**TO DO**.
Show the lines of the material that contain the word "above".

**DATA IN THIS EXERCISE**.
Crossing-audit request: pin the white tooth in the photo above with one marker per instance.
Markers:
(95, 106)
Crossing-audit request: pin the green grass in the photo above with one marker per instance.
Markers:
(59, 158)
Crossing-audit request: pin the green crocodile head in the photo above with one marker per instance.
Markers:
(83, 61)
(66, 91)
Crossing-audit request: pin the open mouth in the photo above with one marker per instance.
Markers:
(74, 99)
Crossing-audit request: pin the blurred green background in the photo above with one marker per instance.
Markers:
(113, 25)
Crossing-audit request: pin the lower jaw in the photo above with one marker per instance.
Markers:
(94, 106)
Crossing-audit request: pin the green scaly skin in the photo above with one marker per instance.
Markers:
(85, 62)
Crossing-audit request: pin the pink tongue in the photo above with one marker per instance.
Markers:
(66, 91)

--

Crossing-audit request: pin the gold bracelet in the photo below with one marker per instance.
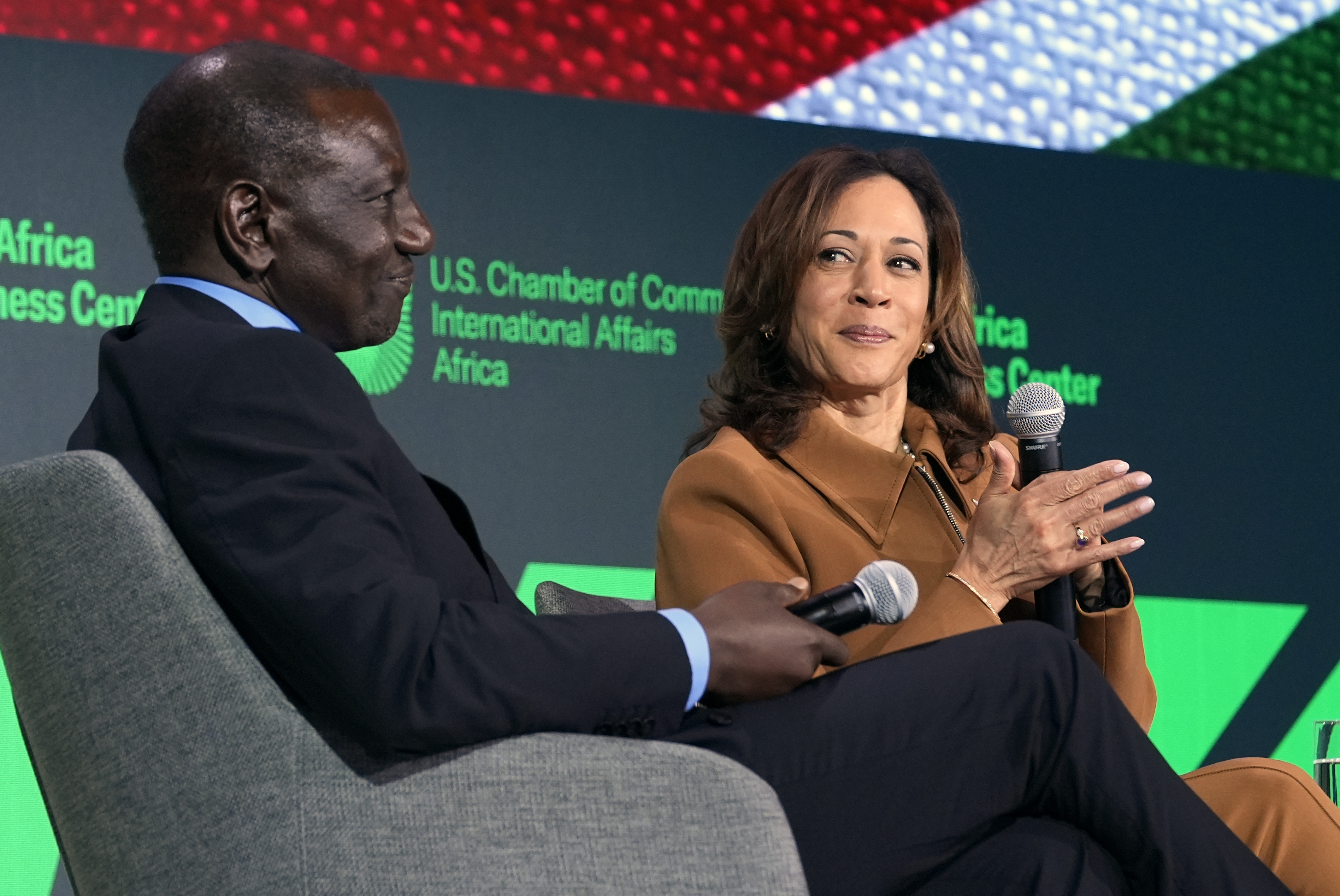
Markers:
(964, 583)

==

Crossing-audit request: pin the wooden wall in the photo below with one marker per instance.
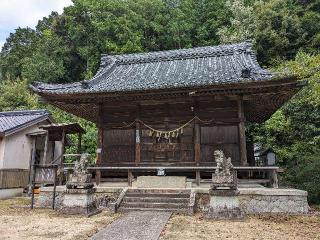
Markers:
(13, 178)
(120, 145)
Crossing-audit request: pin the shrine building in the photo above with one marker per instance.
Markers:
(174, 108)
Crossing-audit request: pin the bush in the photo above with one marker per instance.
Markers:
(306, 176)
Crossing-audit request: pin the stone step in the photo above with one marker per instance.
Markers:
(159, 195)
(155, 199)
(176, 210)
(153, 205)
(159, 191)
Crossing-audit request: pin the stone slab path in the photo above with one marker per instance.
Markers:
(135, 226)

**SOLUTION**.
Crossing-audit request: pin the white tooth in the photo above with one marker per instance.
Crossing-audit request: pin the green grass in the photo above with one marker per instance.
Crossing-audit request: pin the green crocodile head in the photo above with one marker per instance.
Crossing-audit request: pin the open mouth in the photo above with one marker per instance.
Crossing-audit request: pin the blurred green background in the photo above with one marker per instance.
Crossing-audit request: pin the lower jaw in the photo above with one marker per instance.
Crossing-audit request: pin the green scaly skin in the photo above with one marker per instance.
Crossing-audit request: pin the pink tongue in the photo above with one marker per instance.
Crossing-audit request: pin the shrine building in the photo above with one marker per instance.
Crossing-audit request: pin the bush in the photo above with one marker per instance.
Crossing-audit request: pin the stone step in the photo above with one marker per instance.
Crossing-audit request: pin the stone slab path in the photo above with one marker per instance.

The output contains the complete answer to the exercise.